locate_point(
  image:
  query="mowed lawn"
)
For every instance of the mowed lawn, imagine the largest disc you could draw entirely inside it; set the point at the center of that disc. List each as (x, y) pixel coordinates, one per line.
··········
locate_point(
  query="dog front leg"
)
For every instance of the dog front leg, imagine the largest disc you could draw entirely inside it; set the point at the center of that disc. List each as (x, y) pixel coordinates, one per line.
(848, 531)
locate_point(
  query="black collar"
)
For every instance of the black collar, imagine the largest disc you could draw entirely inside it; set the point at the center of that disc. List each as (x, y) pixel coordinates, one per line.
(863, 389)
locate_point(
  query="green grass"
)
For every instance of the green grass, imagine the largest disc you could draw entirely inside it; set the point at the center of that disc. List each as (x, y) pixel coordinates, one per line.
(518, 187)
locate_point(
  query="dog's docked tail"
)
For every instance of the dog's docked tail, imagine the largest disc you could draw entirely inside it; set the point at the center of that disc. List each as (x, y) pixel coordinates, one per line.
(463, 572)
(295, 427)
··········
▸ **Description of the task**:
Identify each of the lines above that contains the word "front" and copy those lines. Matching is case-sensitive.

▸ **Output below**:
  query="dog front leg"
For every instance of the dog front leg, imagine the largest disc you could draw entirely inside it; set the point at the center of that disc. List each as (x, y) pixel coordinates, one per line.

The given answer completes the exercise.